> _AVAILABLE DATA_
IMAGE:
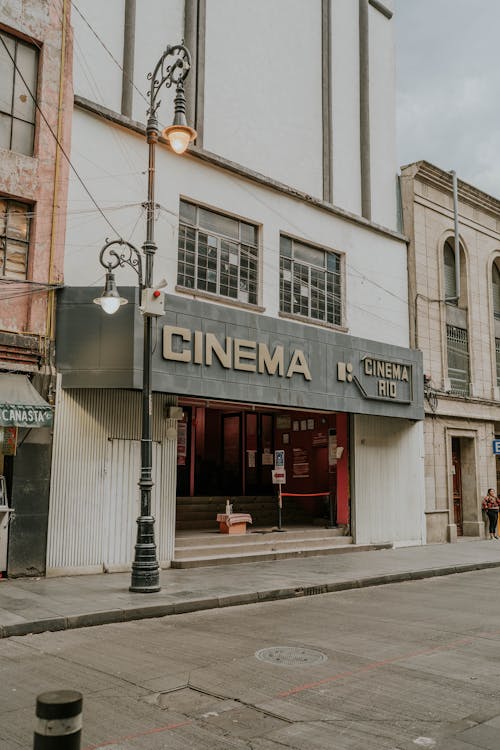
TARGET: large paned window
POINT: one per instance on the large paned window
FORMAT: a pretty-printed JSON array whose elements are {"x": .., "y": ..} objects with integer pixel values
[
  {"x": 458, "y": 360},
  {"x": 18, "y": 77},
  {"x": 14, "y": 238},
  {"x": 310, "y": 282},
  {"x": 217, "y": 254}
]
---
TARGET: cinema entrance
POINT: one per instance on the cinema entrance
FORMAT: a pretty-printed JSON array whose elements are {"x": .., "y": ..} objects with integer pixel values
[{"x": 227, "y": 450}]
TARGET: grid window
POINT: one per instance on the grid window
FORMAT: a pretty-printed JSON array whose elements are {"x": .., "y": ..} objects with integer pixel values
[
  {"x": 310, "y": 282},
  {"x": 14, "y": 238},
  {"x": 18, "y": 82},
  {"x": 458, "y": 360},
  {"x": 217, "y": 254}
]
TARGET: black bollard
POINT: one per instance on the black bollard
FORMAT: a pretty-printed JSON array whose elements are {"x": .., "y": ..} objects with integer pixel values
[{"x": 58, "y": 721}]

> _TRY IT_
Search the entries above for the string "grid". Copy each line in which it appears.

> _THE COMPLETED TASK_
TARGET: grid window
POINT: one per instance on the grid window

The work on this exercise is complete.